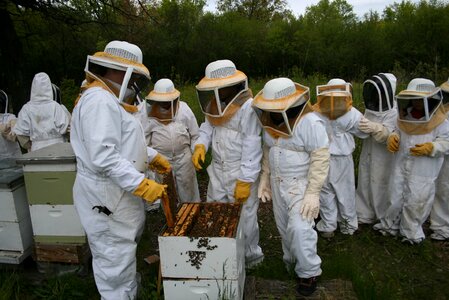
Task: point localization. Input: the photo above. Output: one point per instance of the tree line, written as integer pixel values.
(263, 37)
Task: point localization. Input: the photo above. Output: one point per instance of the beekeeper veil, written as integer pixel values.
(3, 102)
(334, 99)
(56, 93)
(122, 56)
(163, 101)
(379, 91)
(420, 107)
(222, 91)
(280, 105)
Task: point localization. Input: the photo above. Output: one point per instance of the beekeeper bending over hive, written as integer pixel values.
(109, 144)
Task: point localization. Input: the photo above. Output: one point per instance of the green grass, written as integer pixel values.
(379, 267)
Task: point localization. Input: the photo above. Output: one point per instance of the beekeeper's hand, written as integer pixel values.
(368, 126)
(393, 142)
(150, 190)
(264, 188)
(310, 206)
(422, 149)
(160, 164)
(198, 156)
(242, 191)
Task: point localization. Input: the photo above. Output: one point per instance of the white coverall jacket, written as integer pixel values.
(337, 197)
(42, 118)
(174, 141)
(8, 149)
(439, 216)
(374, 171)
(289, 160)
(112, 155)
(412, 184)
(236, 154)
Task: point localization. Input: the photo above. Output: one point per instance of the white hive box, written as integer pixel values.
(49, 177)
(203, 267)
(16, 235)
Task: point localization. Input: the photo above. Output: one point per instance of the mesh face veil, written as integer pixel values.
(121, 56)
(334, 99)
(163, 101)
(56, 93)
(280, 105)
(220, 88)
(3, 102)
(378, 93)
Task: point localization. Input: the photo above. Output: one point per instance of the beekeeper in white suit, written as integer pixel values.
(41, 121)
(112, 156)
(296, 151)
(375, 160)
(420, 141)
(232, 131)
(9, 148)
(439, 216)
(173, 130)
(337, 199)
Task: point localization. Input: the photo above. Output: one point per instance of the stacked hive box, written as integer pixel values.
(202, 256)
(16, 235)
(49, 177)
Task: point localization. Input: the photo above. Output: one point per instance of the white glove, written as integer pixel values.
(367, 126)
(264, 188)
(310, 207)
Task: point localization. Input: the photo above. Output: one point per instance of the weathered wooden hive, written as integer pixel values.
(202, 255)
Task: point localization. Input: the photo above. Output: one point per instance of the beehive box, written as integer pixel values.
(202, 256)
(49, 177)
(16, 234)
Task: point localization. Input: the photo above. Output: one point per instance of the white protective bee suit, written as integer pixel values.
(375, 160)
(9, 148)
(439, 215)
(412, 185)
(337, 198)
(112, 155)
(174, 136)
(236, 147)
(291, 176)
(42, 119)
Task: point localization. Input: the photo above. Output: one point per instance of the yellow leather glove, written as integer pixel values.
(150, 190)
(160, 164)
(422, 149)
(198, 156)
(242, 191)
(393, 142)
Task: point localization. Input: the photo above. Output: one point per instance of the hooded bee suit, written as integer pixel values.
(375, 160)
(439, 216)
(418, 161)
(9, 148)
(337, 196)
(112, 155)
(173, 136)
(291, 173)
(42, 119)
(235, 139)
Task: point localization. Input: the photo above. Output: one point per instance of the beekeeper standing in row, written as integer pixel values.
(109, 144)
(232, 131)
(41, 121)
(9, 148)
(173, 129)
(295, 165)
(375, 160)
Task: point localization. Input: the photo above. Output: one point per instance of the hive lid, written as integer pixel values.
(10, 173)
(53, 154)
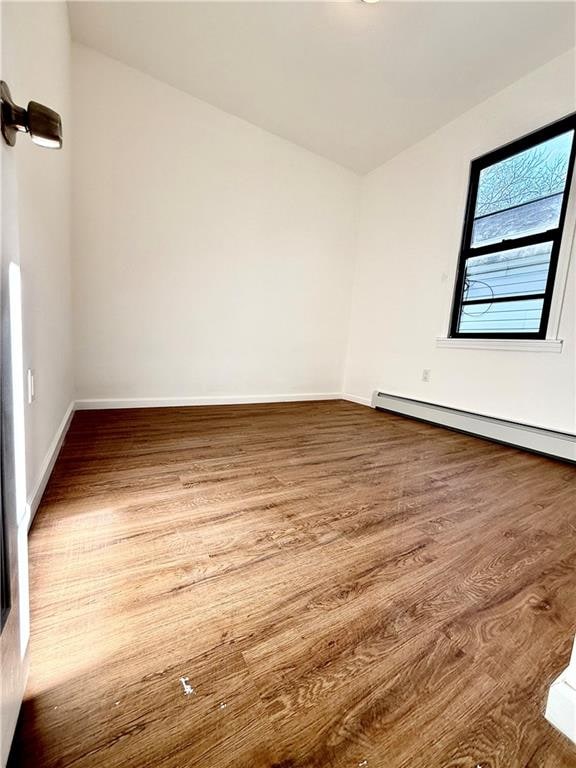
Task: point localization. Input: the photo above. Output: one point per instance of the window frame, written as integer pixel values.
(551, 235)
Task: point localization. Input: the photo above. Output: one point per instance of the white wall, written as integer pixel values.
(211, 258)
(36, 65)
(410, 223)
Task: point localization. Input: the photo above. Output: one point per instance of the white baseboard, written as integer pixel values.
(557, 444)
(167, 402)
(360, 400)
(35, 496)
(561, 706)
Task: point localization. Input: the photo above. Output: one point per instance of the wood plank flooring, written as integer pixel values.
(341, 588)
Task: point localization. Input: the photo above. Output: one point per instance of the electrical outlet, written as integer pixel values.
(31, 387)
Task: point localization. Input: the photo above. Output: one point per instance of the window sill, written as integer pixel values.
(507, 345)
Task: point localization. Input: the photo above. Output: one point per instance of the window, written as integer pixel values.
(517, 201)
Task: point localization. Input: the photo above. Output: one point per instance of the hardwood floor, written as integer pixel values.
(341, 588)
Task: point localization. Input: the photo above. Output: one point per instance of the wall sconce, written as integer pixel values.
(43, 124)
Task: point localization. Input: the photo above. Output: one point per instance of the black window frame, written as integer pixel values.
(554, 235)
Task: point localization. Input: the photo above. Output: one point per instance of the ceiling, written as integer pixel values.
(351, 81)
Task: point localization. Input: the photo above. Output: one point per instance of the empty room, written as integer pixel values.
(288, 379)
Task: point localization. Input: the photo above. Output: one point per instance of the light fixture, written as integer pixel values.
(42, 123)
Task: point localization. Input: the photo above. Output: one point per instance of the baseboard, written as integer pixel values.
(355, 399)
(167, 402)
(35, 496)
(561, 707)
(560, 445)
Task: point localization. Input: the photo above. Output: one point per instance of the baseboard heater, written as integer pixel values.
(560, 445)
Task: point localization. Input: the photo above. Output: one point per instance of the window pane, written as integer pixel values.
(507, 273)
(523, 194)
(501, 317)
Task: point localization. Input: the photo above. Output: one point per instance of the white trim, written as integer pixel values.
(559, 444)
(564, 257)
(561, 706)
(35, 496)
(360, 400)
(507, 345)
(167, 402)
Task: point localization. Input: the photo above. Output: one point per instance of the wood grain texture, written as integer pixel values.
(341, 588)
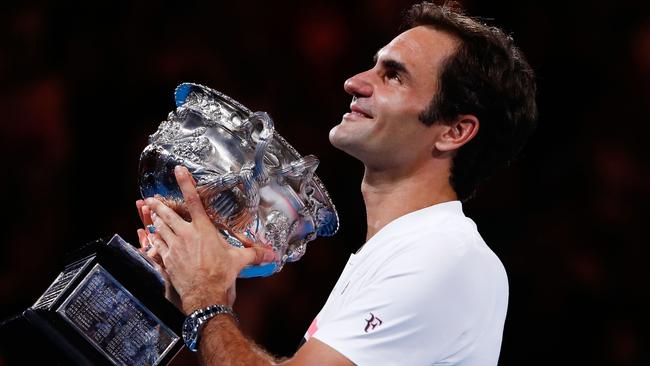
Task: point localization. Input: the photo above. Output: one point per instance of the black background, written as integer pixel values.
(82, 85)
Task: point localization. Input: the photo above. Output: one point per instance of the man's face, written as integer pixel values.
(382, 128)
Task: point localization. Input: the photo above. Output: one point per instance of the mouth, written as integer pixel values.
(356, 110)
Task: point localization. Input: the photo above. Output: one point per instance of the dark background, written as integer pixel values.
(82, 85)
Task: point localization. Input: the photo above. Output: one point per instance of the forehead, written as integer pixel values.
(420, 49)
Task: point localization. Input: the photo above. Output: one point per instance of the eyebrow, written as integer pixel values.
(392, 64)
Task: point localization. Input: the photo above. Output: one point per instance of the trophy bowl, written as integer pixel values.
(256, 188)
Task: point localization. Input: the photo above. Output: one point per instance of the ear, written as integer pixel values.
(457, 133)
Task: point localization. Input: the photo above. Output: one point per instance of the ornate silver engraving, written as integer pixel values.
(255, 186)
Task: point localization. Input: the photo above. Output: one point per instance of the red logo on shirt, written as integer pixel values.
(372, 323)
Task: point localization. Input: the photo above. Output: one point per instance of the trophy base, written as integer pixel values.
(107, 307)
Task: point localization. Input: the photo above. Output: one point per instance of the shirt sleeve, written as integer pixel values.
(421, 306)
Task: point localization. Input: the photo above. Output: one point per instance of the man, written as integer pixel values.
(447, 102)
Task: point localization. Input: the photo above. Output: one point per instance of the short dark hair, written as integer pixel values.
(487, 77)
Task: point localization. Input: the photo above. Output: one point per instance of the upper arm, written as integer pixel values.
(315, 352)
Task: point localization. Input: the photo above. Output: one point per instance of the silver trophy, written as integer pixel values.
(255, 186)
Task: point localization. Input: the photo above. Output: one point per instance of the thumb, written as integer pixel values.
(256, 255)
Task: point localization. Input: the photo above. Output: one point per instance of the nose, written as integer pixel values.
(358, 86)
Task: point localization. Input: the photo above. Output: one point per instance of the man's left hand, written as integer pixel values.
(202, 267)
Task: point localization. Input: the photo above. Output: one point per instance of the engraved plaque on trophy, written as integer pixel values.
(108, 308)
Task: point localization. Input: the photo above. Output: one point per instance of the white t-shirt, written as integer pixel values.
(424, 290)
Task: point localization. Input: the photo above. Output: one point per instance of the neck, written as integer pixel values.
(388, 195)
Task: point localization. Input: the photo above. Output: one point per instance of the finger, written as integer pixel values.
(255, 255)
(142, 238)
(166, 214)
(164, 235)
(187, 185)
(142, 212)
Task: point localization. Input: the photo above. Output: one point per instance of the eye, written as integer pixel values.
(393, 75)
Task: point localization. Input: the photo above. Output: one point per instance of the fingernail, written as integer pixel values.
(268, 257)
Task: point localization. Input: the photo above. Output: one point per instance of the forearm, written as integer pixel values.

····················

Repeat word for word the lines running from the line containing "neck, written as integer pixel values." to the end of the entries above, inclusive.

> _SOLUTION TO THIS PROBLEM_:
Task: point localization. Input: the photo above. Output: one point per instance of the neck, written as integer pixel values.
(388, 195)
Task: point localization. Input: the photo above. Output: one point per instance of the finger, written as integer pixel values.
(255, 255)
(142, 238)
(166, 214)
(164, 235)
(187, 185)
(142, 212)
Task: point localization. Input: the photo above. Output: one point per instance of the eye, written as integer pixel values.
(393, 75)
Task: point localization. Input: the photo above. Output: one point per instance of the fingernail, written as integer pixel values.
(268, 257)
Task: point localization. Input: the photo above. Output: one point per instance of the forearm, written as integer pixel values.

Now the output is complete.